── TEXT TO READ

The Day Before Rain

Sunny Gazanias, above
I shut the irrigation off around December 6th.  December was cold as Southern California winters go, we got a couple showery December days, and the generous 3.3" of rain which fell the first week of January carried the garden all the way to today.  Enough rain water in tubs, barrels, etc., collected from that generous storm to douse new plantings and the most arid spots in the garden all of January, but the garden got quite dry again this past few days.  All rain tubs and barrels are empty again.  
The early January rain stimulated Aloe blooms.  Aloe marlothii continues to develop.  I think it might have two candelabras, not just one.  That would be a first. 

At long last, rain is confidently predicted for tomorrow.  Beloved kindly agreed to move the little Magnolia stellata, and move or remove Rosa 'Jude the Obscure', depending upon the state of Jude's root system.  The day before a rain is the best time to transplant here.
Last year I moved the giant white squill, Drimia maritima.  It didn't rain, and I thought I'd killed the bulbs.  All three survived, thank goodness!  Here's two of them:
Magnolia is now where the splendor of its starry flowers will be easily enjoyed from the dining room window, should it survive its transplant.  
 Can't see it?  It's in the red circle. 
You may have noticed by the photos that it started to drizzle as we worked.  Rain is not predicted until tomorrow, but it started early.  This is a good sign. 

Above, Agave salmiana 'Medio Picta' got the Magnolia's old place. Jude sits exposed, to the left of the Agave. 

'Jude' came out--it can sit in the rain tomorrow until I examine the roots further and consider whether or not it should be moved or discarded.  It's 15 years old.  The root system was big.  Jude had grown some of his own roots, but there were also some Dr Huey rootstock roots thick as wrists.  The new Maireana sedifolia gets 'Jude's spot.  
Gratuitous Maireana sedifolia photo:

I also planted a few Gazanias, realizing afterwards that rabbits love eating them to the ground.  I'll have to count on the local coyotes for control.

────

__COMPLETE THE FOLLOWING__.
A) Quote the garden post word for word, everything from "Last year I" down to "survive its transplant.".
B) How old is the rose 'Jude the Obscure' in the garden post?
C) Continue the garden post about transplanting the day before rain from the point where it ends.

── GIVEN DATA

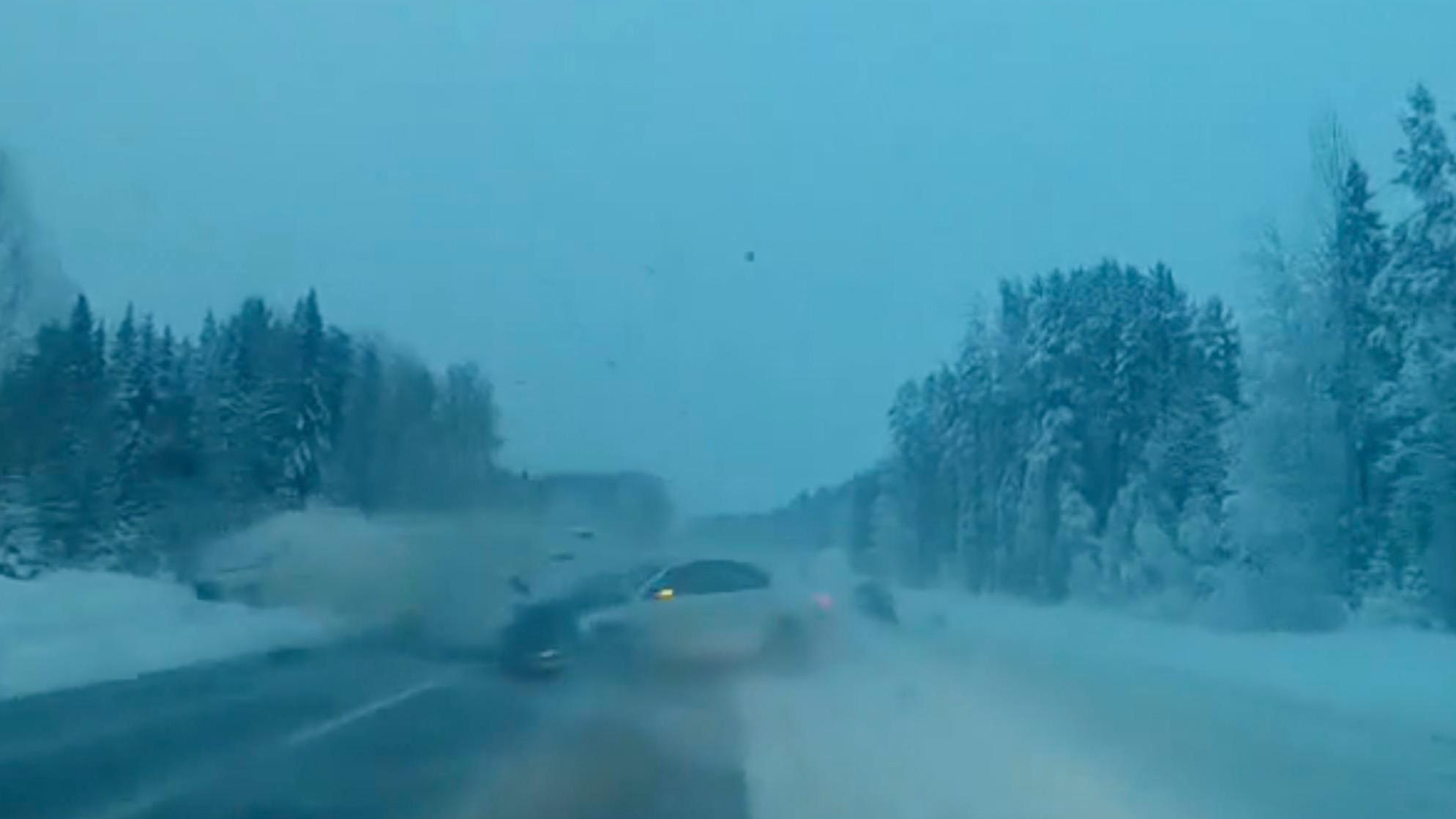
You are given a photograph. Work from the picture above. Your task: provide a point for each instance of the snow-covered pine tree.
(307, 433)
(1419, 293)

────

__ANSWERS TO THE EXERCISES__.
A)
Last year I moved the giant white squill, Drimia maritima.  It didn't rain, and I thought I'd killed the bulbs.  All three survived, thank goodness!  Here's two of them:
Magnolia is now where the splendor of its starry flowers will be easily enjoyed from the dining room window, should it survive its transplant.

B) It's 15 years old.

C)
Beloved also kindly removed Rosa 'Just Joey', a beautiful rose, but never a healthy plant--it was extensively root-galled, so that was that.  Also a 'Lady Emma Hamilton'--beautiful flower, good vigorously growing rose, terrible foliage.  Horrific foliage.  Another 'Lady Emma' remains, for now--one rose with egregious foliage is enough.  

Roses removed, need something new here.  Have always wanted a fountain here...
Also the sweet peas are emerging, planted late, but better than not planted at all.  The onion seedings are also in.  
Another Monarch caterpillar.  This one looks ready to cocoon.  The Asclepias plant is a mess;  I'm waiting for the caterpillar to finish so I can remove the plant.  New seedlings are already emerging.
 The puppies were alarmed and dismayed by the drizzle.  They are anti-water dogs.  Natasha won't even venture out onto wet concrete.  
No!  My feet might get clean!  Not that!
"Let us back inside!  Please!  Now!"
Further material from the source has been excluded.